─── Supplied data ───
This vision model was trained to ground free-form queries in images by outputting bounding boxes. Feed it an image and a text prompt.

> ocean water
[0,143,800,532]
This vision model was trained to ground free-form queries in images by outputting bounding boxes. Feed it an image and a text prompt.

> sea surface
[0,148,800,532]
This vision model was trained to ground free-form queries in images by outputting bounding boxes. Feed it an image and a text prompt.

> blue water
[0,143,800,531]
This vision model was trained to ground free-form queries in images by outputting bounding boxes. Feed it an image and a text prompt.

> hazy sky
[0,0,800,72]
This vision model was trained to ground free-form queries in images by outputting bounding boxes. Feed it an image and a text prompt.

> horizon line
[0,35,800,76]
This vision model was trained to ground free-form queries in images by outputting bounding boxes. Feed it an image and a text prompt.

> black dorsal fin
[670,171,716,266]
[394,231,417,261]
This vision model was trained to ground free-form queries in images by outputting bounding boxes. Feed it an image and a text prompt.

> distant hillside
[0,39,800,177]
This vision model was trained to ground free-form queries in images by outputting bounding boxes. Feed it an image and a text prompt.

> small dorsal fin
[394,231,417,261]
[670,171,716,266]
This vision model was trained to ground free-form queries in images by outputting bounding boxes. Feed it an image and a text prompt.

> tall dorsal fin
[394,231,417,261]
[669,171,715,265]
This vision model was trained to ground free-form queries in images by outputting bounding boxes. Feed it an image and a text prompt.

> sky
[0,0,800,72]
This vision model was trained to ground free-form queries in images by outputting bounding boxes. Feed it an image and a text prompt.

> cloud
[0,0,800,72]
───
What to work on.
Please rewrite all of the entries above, replacing every "dorsal fin" with "fin" and leaving everything else unchanged.

Output for this task.
This vision model was trained to ground free-form queries in images by outputting bounding boxes. Feed it an image and a text prompt.

> ocean water
[0,143,800,532]
This vision model was trained to ground free-form queries in images by outputting bounding boxes. Feed it an image and a text prompt.

> sea surface
[0,148,800,532]
This vision model was trained to ground free-form queries in images by outputting bounding boxes. Feed it an image and a text prompt.

> blue water
[0,143,800,531]
This vision model was trained to ground free-form queries in images by outputting bounding boxes. Feed it an image and a text prompt.

> hazy sky
[0,0,800,72]
This vision model was trained to ground free-form queries in images by outputting bounding boxes. Feed it an image and a text prompt.

> horizon line
[0,35,800,76]
This vision model was trained to ground free-form queries in images by outputting bounding boxes. Feed it an image and a text prompt.

> black fin
[670,171,716,266]
[394,231,417,261]
This vision model was trained to ground free-form queries in images by outputting bounding boxes. Feed it an image and a text prompt.

> distant hillside
[0,39,800,177]
This vision model was trained to ground free-form queries in images by outputting bounding boxes. Feed it an image and a text prompt.

> small fin
[394,231,417,261]
[670,171,716,266]
This vision model was trained to ground free-form queries in images by outputting bounding boxes. Feed it an image and a text prompt.

> tall fin
[394,231,417,261]
[669,171,715,265]
This vision model was trained to ground free-form queries in images by outputting bounding boxes. Feed it an image and a text prompt.

> sky
[0,0,800,72]
This vision model was trained to ground free-form queries in images by outputting bounding boxes. Feed it an image and a text prompt.

> cloud
[0,0,800,72]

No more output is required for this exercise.